## Document segment:
"""
YOUR SOLIN GENERATED RECIPE
Almond Flour Banana Bread with Maple
A moist, lightly sweetened banana bread made with almond flour and boosted with vanilla whey protein isolate for an extra protein kick. Infused with a hint of maple syrup, this unique twist on a classic comfort bread is perfect for a balanced meal option any time of day.
INGREDIENTS
1.5 cups Almond Flour (144g)
2 medium Bananas (236g)
3 large Eggs (150g)
1 large Egg White (33g)
2 tbsp Maple Syrup (40g)
1 cup Nonfat Greek Yogurt (245g)
2 scoops Vanilla Whey Protein Isolate (60g)
1 tsp Baking Soda (5g)
1 tsp Vanilla Extract (5g)
1/4 tsp Salt (1.5g)
PREPARATION
Preheat your oven to 350°F (175°C) and lightly grease a loaf pan.
In a large bowl, mash the bananas until smooth. Stir in the maple syrup and vanilla extract.
Add the eggs and egg white to the mashed bananas, whisking until well combined.
"""
[Image point grounding data]
"""
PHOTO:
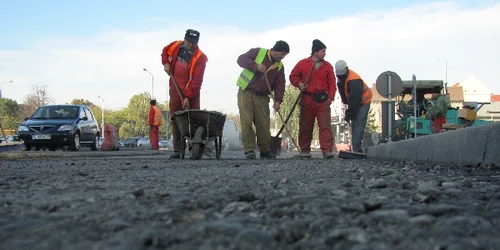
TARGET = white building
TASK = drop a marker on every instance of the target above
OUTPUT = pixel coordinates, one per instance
(474, 90)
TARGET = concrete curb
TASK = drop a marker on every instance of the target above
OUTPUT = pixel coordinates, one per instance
(467, 146)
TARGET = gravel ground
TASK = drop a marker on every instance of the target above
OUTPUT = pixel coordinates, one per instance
(142, 200)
"""
## What this exercise asks:
1 > According to the banana bread recipe, what temperature should the oven be preheated to?
2 > Name every ingredient in the banana bread recipe that is measured in teaspoons.
3 > Pick up the banana bread recipe after its last preparation step and write the rest of the instructions.
The listing is not needed for any of what is asked here.

## Results for the exercise:
1 > 350°F (175°C).

2 > Baking Soda, Vanilla Extract, and Salt.

3 >
Mix in the Greek yogurt.
In another bowl, combine the almond flour, whey protein isolate, baking soda, and salt.
Gradually fold the dry ingredients into the wet mixture until just incorporated, being careful not to overmix.
Pour the batter into the prepared loaf pan and smooth the top.
Bake for 45-50 minutes or until a toothpick inserted into the center comes out clean.
Allow the bread to cool in the pan for 10 minutes before transferring to a wire rack to cool completely.
Slice and serve as a balanced meal option for breakfast, lunch, or dinner.